■ ASSIGNED TASK
Rewrite the news story below, starting at the words "A white towel" and ending after "dug her out.". Replace "bricks" with "stones" each time it appears.

■ DOCUMENT SECTION

Her 26-year-old son, Andrii, wheeled her into a glass-roof sunroom at the nursing room to meet reporters.
A white towel covered her lap. She has no legs.
Buried for 13 hours under tons of rubble, she said she had to breathe through a small hole in the debris.
"I thought I was dying," said Plekan, wheezing as she deeply inhaled and exhaled. "I never felt so scared. There were heavy bricks on me. I couldn't move."
"I heard my phone but could not reach it," she said. "I was praying, always praying."
Hours passed. Night came. Her tomb grew quiet.
And then, she heard a dog.
"I will never forget that moment."
She felt the pressure of someone walking on top of her. She cried for help. The dog barked. And a firefighter dug her out.
Plekan said she wants very much to meet her rescuer. She didn't know his name and was told that it was Philadelphia Fire Capt. John O'Neill, a search-and-rescue specialist. She knows what she would tell him if given the chance: "Thank you for my life."

■ RECORD EXCERPTS
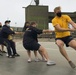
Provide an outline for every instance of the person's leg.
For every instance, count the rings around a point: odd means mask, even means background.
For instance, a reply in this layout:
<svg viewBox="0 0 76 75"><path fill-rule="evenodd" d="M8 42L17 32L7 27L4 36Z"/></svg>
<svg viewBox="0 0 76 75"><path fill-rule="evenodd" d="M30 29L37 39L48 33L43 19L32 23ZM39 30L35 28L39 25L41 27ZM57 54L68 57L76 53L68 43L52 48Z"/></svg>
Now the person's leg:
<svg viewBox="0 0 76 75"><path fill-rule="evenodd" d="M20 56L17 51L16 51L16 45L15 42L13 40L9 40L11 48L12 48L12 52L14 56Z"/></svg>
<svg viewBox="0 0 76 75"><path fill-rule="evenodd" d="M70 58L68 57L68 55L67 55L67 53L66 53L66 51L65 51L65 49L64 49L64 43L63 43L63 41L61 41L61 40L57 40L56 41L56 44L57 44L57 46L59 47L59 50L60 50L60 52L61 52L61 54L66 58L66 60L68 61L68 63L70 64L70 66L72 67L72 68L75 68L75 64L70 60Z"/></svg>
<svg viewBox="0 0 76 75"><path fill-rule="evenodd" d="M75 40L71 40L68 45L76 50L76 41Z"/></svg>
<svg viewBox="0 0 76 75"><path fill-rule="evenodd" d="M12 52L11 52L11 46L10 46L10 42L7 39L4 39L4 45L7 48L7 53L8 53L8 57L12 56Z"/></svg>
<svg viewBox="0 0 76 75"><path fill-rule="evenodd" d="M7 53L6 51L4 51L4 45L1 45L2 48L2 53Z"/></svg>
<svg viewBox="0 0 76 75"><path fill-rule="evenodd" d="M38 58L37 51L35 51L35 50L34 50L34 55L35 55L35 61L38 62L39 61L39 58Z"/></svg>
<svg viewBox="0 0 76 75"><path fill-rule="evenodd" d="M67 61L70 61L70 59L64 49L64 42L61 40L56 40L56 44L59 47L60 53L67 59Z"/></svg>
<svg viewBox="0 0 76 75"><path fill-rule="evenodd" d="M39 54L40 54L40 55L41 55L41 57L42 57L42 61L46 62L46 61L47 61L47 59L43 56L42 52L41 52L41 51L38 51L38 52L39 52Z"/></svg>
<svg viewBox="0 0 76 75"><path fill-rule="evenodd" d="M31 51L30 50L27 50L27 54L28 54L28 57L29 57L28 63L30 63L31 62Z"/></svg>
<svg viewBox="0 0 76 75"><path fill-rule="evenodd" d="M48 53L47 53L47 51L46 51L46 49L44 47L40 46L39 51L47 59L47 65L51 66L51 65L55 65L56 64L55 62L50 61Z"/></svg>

■ RESPONSE TO THIS TASK
A white towel covered her lap. She has no legs.
Buried for 13 hours under tons of rubble, she said she had to breathe through a small hole in the debris.
"I thought I was dying," said Plekan, wheezing as she deeply inhaled and exhaled. "I never felt so scared. There were heavy stones on me. I couldn't move."
"I heard my phone but could not reach it," she said. "I was praying, always praying."
Hours passed. Night came. Her tomb grew quiet.
And then, she heard a dog.
"I will never forget that moment."
She felt the pressure of someone walking on top of her. She cried for help. The dog barked. And a firefighter dug her out.